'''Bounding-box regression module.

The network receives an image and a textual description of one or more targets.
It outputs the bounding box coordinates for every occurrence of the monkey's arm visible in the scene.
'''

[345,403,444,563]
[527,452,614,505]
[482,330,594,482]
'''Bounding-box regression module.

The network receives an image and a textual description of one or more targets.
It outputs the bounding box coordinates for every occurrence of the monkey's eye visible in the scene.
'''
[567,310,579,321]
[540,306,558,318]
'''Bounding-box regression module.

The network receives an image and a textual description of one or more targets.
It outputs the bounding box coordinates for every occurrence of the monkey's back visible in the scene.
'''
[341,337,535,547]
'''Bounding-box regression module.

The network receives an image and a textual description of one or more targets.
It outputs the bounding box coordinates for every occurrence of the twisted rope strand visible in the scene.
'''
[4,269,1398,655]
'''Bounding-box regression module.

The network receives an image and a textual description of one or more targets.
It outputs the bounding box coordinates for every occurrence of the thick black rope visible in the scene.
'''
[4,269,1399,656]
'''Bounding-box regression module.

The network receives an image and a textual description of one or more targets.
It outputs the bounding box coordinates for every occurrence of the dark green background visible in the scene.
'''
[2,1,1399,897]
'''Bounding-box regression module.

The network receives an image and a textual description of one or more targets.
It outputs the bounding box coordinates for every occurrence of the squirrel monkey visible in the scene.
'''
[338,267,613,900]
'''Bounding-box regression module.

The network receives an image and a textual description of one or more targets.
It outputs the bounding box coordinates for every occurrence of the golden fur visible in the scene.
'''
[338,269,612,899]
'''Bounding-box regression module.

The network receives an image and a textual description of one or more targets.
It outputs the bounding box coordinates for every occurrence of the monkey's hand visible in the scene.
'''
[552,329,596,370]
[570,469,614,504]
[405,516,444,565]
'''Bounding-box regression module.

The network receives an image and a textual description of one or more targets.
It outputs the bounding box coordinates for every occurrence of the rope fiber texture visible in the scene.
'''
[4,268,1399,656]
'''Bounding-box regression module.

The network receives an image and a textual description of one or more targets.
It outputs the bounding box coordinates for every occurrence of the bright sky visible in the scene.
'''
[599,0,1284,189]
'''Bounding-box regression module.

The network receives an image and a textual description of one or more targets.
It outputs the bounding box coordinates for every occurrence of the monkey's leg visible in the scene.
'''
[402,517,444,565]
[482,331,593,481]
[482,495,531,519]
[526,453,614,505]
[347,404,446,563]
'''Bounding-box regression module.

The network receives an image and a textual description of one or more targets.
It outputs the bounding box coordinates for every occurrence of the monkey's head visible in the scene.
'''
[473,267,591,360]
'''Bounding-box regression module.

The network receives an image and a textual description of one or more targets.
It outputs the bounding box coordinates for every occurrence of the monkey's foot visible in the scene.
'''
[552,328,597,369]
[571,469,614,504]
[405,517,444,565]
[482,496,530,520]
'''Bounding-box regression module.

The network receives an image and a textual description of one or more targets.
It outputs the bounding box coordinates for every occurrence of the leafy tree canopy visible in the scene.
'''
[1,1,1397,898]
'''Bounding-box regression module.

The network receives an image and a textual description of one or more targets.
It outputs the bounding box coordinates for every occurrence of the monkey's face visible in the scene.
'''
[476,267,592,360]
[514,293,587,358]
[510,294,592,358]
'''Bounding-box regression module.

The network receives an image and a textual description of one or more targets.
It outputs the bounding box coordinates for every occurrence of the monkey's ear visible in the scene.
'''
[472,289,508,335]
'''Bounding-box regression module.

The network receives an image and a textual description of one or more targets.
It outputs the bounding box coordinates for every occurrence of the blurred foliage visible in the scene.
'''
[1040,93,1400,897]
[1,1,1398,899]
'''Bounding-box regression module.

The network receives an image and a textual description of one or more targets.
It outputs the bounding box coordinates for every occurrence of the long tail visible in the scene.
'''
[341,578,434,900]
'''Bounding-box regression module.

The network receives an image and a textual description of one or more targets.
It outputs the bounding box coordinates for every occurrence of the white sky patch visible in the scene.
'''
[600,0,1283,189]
==================================================
(YOUR INSTRUCTIONS)
Every entry should be given again exactly as written.

(EXERCISE SOLUTION)
'''Bounding-box regression module.

The network receives an image and a textual description of one or more targets.
It outputs the bounding box coordinates for every occurrence of the monkey's arm visible in the scene.
'''

[345,403,444,563]
[527,452,614,505]
[482,330,594,482]
'''Bounding-box regression module.

The network receives an image and a textual description of one or more targets.
It outputs the bounding box coordinates for every occurrence of the monkey's eye visible in the scene.
'''
[567,310,579,321]
[540,306,558,318]
'''Bounding-box regression module.

The network receives an image and a textual description of one or more targets.
It outputs the bounding box coordinates for every occurrence of the monkey's back visible in the scene.
'''
[341,337,535,547]
'''Bounding-box regression module.

The network receives an image and a textual description of one or more targets.
It outputs the bounding box coordinates for every occurrence of the twisted rope strand visible in the scene.
'''
[4,269,1398,655]
'''Bounding-box regression module.

The network receives an image and a textual description of one or more targets.
It outputs the bounding box coordinates for every occurrence of the thick black rope visible in the scene.
'''
[4,269,1399,656]
'''Bounding-box regression module.

The network receives an image and a textual description of one or more targets.
It outputs the bounding box coordinates for every occurrence of the dark green background visible in the scene.
'''
[2,1,1399,897]
'''Bounding-box regression module.

The network receives an image and a textual description of one or more targets.
It outputs the bounding box coordinates for every occurrence of the squirrel monkey visible in the scene.
'''
[338,267,613,900]
'''Bounding-box regression module.

The network receives an image and a textual description of one or more targets.
It outputs the bounding box coordinates for every occurrence of the golden fur visible in the scene.
'''
[338,269,612,899]
'''Bounding-box regression module.

The network receives an image and a textual description of one or more targets.
It outputs the bounding box coordinates for every occurrence of the monkey's hand visible in the scene.
'''
[552,329,596,370]
[570,469,614,504]
[405,516,444,565]
'''Bounding-box regression module.

The network receives an image and a textual description of one or more targets.
It outputs the bounding box coordinates for every occurrence of the rope fiber texture visible in the scene.
'''
[4,268,1399,656]
'''Bounding-box regression module.

The network receives an image and a textual description of one or more targets.
It outputs the bounding box coordinates for every occurrence of the bright sky visible in the scene.
'''
[599,0,1284,189]
'''Bounding-box regression module.

The network receives an image and a textual description of one or more targets.
It outputs the bounding box coordinates for every occurrence of the monkey's leg visible in the scene.
'''
[402,517,444,565]
[482,331,593,481]
[482,495,531,519]
[526,453,614,505]
[347,404,446,563]
'''Bounding-box regression module.

The network receives an image and a textual description of one or more targets.
It outputs the bounding box coordinates for every occurrence of the monkey's head visible in the scene.
'''
[473,267,591,360]
'''Bounding-box regression module.

The network receives an image and a textual description of one or more targets.
It outputs the bounding box coordinates for every occurrence of the monkey's foot visible in the scene.
'''
[552,328,597,369]
[571,469,614,504]
[405,517,444,565]
[482,496,530,520]
'''Bounding-box regression module.

The network receives an image and a textual description of one or more targets.
It outputs the bounding box coordinates for every occurrence of the leafy tree canopy visible in the scene.
'''
[1,1,1397,898]
'''Bounding-box regression module.

The network receives an image and a textual description of one or more targets.
It outputs the bounding box coordinates for every occurrence of the monkey's face visible in the scene.
'''
[476,267,592,360]
[514,293,587,358]
[510,294,592,358]
'''Bounding-box regression module.

The network receives an image and a textual description of one or more targets.
It outputs the bounding box coordinates for every occurrence of the monkey's ear visible in the scene.
'''
[472,289,508,335]
'''Bounding-box regression module.

The network receives an image and a textual description of one or more targets.
It outputs the bounding box coordinates for every occurrence of the blurred foliage visible in the scene.
'''
[1040,93,1400,897]
[1,1,1398,899]
'''Bounding-box regression module.

The network receives an image and a textual description of one or more targets.
It outputs the bounding box coordinates for every occurrence of the long tail visible in the scene.
'''
[341,578,434,900]
'''Bounding-box regression module.

The network receives an image and a textual description of one or more targets.
It outputs the bounding box coordinates for every occurrence of the white sky patch visible in the scene.
'''
[600,0,1283,189]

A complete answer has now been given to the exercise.